• [DOCUMENTO]:
****************************************
Naturalmente, em grau bem menor do que as respostas
discretas, desponta, em algumas entrevistas, um tom levemente confessional.
Pois, afinal, quem negaria que o ronrom desafinado de algumas anedotas
não faça parte da desarmônica sinfonia das histórias
de vida? É o caso da pitoresca entrevista com o jurista Pontes
de Miranda, o qual, ao lado de assuntos sérios de direito
constitucional, conta o curioso caso da origem do uísque
President (um blend especial criado em homenagem a Júlio
Prestes, que ganhou seu mandato apenas no rótulo escocês!),
além de seus longos encontros com Albert Einstein, encerrando
a entrevista intempestivamente porque era hora de assistir a sua
novela preferida.
Nelson Rodrigues também recorda as agruras
da infância e da mocidade: o assassinato do irmão que
ele presenciou ainda jovem; o tratamento de sua tuberculose como
indigente num sanatório, e a confissão, surpreendente,
de que sempre desejou escrever teatro cômico e não
tragédias. “Neste país, o sujeito que faz rir
é um benfeitor. E se não temos um vampiro –
estejam certos – é a piada que torna inviável
qualquer Drácula brasileiro”, confessou Nelson.
****************************************
Itens armazenados do conjunto de dados:

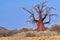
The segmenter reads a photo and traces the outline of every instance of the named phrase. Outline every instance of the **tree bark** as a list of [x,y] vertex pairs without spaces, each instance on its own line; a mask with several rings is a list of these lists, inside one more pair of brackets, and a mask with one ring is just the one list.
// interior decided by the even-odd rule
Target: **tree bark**
[[43,21],[39,21],[38,22],[38,24],[37,24],[37,31],[39,32],[39,31],[44,31],[45,30],[45,26],[44,26],[44,24],[43,24]]

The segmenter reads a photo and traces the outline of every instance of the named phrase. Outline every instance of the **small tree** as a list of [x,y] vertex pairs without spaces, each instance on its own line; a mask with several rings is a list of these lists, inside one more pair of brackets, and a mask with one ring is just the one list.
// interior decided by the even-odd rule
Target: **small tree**
[[[45,30],[45,26],[44,24],[48,24],[51,21],[51,16],[56,16],[56,14],[50,14],[51,9],[54,9],[53,7],[47,7],[46,2],[43,2],[42,4],[38,4],[36,6],[33,7],[33,9],[37,12],[37,16],[38,16],[38,20],[35,18],[34,16],[34,12],[33,10],[27,10],[26,8],[23,8],[24,10],[26,10],[29,14],[31,14],[31,18],[32,18],[32,23],[36,23],[37,24],[37,31],[44,31]],[[44,20],[49,17],[49,21],[44,22]]]

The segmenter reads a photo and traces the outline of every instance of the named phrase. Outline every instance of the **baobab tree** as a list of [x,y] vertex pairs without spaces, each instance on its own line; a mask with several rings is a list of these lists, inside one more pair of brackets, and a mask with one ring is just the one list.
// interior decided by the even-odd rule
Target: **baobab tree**
[[[47,7],[46,2],[43,2],[41,4],[37,4],[36,6],[33,7],[34,10],[27,10],[26,8],[23,8],[26,10],[29,14],[30,17],[32,18],[32,23],[37,24],[37,31],[44,31],[45,26],[44,24],[48,24],[51,21],[52,16],[56,16],[56,14],[51,14],[51,10],[55,9],[53,7]],[[37,13],[38,19],[36,19],[36,16],[34,15],[35,12]],[[48,17],[48,21],[44,21]]]

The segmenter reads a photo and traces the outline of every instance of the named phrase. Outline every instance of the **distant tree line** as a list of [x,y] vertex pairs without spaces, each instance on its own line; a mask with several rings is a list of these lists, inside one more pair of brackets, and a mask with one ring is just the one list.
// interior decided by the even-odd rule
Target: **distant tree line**
[[[52,27],[50,28],[46,27],[45,30],[60,32],[60,25],[52,25]],[[37,31],[37,28],[36,29],[22,28],[20,30],[0,30],[0,37],[13,36],[14,34],[27,31]]]

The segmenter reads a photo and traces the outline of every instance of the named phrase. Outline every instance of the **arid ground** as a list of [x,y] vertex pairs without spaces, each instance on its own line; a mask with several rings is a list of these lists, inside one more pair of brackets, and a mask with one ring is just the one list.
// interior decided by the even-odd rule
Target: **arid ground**
[[0,40],[60,40],[60,35],[41,37],[1,37]]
****************************************
• [LISTA DE TAREFAS]:
[A] Responda, com base no texto sobre as entrevistas:
(i) Em homenagem a quem foi criado o uísque President?
(ii) Por que motivo Pontes de Miranda encerrou a entrevista?
(iii) Que gênero Nelson Rodrigues confessou ter sempre desejado escrever?
[B] Prossiga o texto sobre as entrevistas a partir da última frase apresentada.

• [RESPOSTAS POR TAREFA]:
[A]
(i) Júlio Prestes.
(ii) Porque era hora de assistir à sua novela preferida.
(iii) Teatro cômico, e não tragédias.

[B]
Pertencentes à geração imediatamente
posterior aos intérpretes clássicos da ciência
social brasileira, muitos entrevistados têm pelo menos um
ponto em comum: após 1964, todos eles viveram – aqui
ou no exílio – duas décadas nas quais proliferou
um difuso ambiente intelectual de suspeita, ou pelo menos de desconfiança
e de censura velada sobre como pensar o dilema brasileiro –
o que, no fundo, quase obrigou – todos – a um extremo
rigor nas análises e a um cuidado maior ao pensar nos diagnósticos
e soluções.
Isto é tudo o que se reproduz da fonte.